What this task involves: Rewrite all the lines below, substituting "Labeling tool" for every occurrence of "Medical annotation tool" and leaving everything else unchanged.

━━━ Entries supplied ━━━

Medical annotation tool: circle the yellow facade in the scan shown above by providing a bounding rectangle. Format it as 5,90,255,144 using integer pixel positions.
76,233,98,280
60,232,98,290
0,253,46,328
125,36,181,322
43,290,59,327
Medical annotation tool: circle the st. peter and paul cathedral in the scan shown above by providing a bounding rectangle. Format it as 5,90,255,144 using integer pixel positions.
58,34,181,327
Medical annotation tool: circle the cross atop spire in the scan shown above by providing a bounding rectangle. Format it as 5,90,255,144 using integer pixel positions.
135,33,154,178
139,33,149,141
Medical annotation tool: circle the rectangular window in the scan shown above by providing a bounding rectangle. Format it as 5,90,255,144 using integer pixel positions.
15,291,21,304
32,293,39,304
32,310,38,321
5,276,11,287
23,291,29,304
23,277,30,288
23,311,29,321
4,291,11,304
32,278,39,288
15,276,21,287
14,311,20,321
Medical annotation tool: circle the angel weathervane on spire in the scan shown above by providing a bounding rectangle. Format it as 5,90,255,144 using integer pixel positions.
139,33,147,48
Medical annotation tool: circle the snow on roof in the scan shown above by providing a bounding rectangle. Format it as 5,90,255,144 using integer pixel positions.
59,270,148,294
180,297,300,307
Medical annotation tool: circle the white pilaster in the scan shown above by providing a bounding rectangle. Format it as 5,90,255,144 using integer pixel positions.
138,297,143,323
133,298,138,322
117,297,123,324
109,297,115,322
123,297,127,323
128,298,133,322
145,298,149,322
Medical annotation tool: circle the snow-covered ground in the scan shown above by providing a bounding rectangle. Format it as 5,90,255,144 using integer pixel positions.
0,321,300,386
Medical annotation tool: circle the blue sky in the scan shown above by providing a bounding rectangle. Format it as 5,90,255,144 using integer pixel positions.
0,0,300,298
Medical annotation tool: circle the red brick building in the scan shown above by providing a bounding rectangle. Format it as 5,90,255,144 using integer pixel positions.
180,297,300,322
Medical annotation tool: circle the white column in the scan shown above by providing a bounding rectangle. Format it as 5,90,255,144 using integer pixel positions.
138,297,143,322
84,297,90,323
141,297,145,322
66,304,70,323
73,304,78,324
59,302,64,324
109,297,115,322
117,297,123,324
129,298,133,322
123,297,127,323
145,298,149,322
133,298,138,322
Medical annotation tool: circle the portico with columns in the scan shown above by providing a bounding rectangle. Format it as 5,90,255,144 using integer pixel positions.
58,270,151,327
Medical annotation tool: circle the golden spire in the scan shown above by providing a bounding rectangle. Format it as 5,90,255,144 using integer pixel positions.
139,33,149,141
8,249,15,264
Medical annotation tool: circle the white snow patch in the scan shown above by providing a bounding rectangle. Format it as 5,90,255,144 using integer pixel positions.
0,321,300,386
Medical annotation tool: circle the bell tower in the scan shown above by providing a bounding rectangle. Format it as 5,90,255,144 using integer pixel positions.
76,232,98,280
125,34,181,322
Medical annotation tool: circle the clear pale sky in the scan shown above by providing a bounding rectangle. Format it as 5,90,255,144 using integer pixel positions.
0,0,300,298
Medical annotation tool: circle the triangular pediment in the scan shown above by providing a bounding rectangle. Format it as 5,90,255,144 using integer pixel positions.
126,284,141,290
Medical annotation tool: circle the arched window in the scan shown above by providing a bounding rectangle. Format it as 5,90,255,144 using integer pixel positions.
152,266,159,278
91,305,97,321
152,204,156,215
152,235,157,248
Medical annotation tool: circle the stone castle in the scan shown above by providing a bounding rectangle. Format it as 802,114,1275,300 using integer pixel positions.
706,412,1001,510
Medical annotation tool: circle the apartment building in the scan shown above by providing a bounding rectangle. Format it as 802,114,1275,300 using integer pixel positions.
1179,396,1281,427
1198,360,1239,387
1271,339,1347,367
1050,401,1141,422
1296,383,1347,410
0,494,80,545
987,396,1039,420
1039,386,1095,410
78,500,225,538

━━━

Written solution:
Labeling tool: circle the yellow facade in the scan shown above by providing a bounding rectangle. Format it as 5,90,255,144 using integer pixel positions.
76,233,98,280
60,232,98,290
0,253,46,328
125,36,181,322
43,290,59,327
Labeling tool: circle the st. peter and paul cathedral in the scan shown above by providing a bounding rectangle. Format it as 5,90,255,144 using integer pixel positions.
58,34,181,327
Labeling tool: circle the cross atop spire in the scan shown above by providing a bounding rectangle. Format it as 5,90,255,144 using integer pixel positions.
135,33,154,178
139,33,149,141
Labeling tool: circle the rectangular window in the scan shown above by providing a bounding rectangle. Format it as 5,90,255,144 using integer pixel positions.
15,291,21,304
32,293,39,304
32,310,38,321
5,276,11,287
23,291,29,304
23,277,30,288
23,311,29,321
4,291,11,304
32,278,39,288
15,276,21,287
14,311,20,321
Labeling tool: circle the angel weathervane on spire in the scan shown above by providing a bounding rectangle. Format it as 5,90,255,144 using integer pixel positions.
139,33,147,48
Labeling tool: circle the snow on roof in the scan shown above by providing a bounding rectangle. Format it as 5,90,255,144 using integer pixel positions.
59,270,148,294
180,297,300,307
Labeling tool: circle the white pilaster in the scan shown above by providing a bounding rectangle. Format it as 5,90,255,144 using integer pixel positions.
138,297,143,323
133,298,138,322
117,297,123,324
109,297,115,322
123,297,127,323
128,298,133,322
145,298,149,322
Labeling tool: circle the snow-covered ground in the scan shown above by providing a bounding rectangle. Format it as 5,90,255,144 using integer pixel positions.
0,321,300,386
Labeling tool: circle the blue sky in the scan shown above by providing a bounding rectangle. Format it as 5,90,255,144 using integer pixel positions.
0,0,300,298
Labeling tool: circle the red brick building in the scan shown above by providing a bounding rectangle. Format it as 5,90,255,144 using integer pixel positions.
180,297,300,322
Labeling tool: circle the white column in the scan shown above by providing a bounding rectangle. Format it as 5,90,255,144 using integer pixel positions.
138,297,143,322
84,297,90,323
141,297,145,322
66,304,70,323
73,304,78,324
59,302,64,324
109,297,115,322
117,297,123,324
129,298,133,322
123,297,127,323
145,298,149,322
133,298,138,322
Labeling tool: circle the portico with columns in the scan shown above by providing a bounding rectangle. Format it as 5,90,255,144 using integer pixel positions.
58,270,151,327
Labeling tool: circle the golden spire in the scan shown above by providing a bounding rectangle. Format it as 5,90,255,144 using integer pixel positions.
139,33,149,141
8,249,15,264
Labeling tool: circle the white snow patch in the scan shown above by providing a bounding rectangle. Format it as 5,90,255,144 using integer pixel positions.
0,321,300,386
Labeling tool: circle the bell tower in the scan shown above by providing a bounding rectangle. Format it as 5,90,255,144 using integer pixel positions.
76,232,98,280
125,34,181,322
Labeling tool: circle the clear pale sky in the scan shown above by providing a bounding rectangle. Format it as 5,90,255,144 using integer pixel positions.
0,0,300,298
Labeling tool: circle the triangular pediment in the scan shown above by providing a bounding rectangle. Format it as 5,90,255,144 using integer pixel positions.
126,284,141,290
Labeling tool: circle the arched window in the scan shown above by providing a bounding rectangle. Format it as 5,90,255,144 using integer pixel positions.
152,266,159,278
91,305,97,321
152,204,156,215
152,235,157,248
Labeling tool: circle the stone castle in the scan shown above by providing a bounding rectangle. Format it as 802,114,1275,300 using integer pixel positions.
706,412,1001,510
Labeling tool: circle the apartment building in the scan shown above by providing a bounding rectangle. Format it as 802,114,1275,300 using integer pixel positions.
1179,396,1281,427
1198,360,1239,387
1271,339,1347,367
1050,401,1141,422
1296,383,1347,410
0,494,80,545
987,396,1039,420
1039,386,1095,410
78,500,225,538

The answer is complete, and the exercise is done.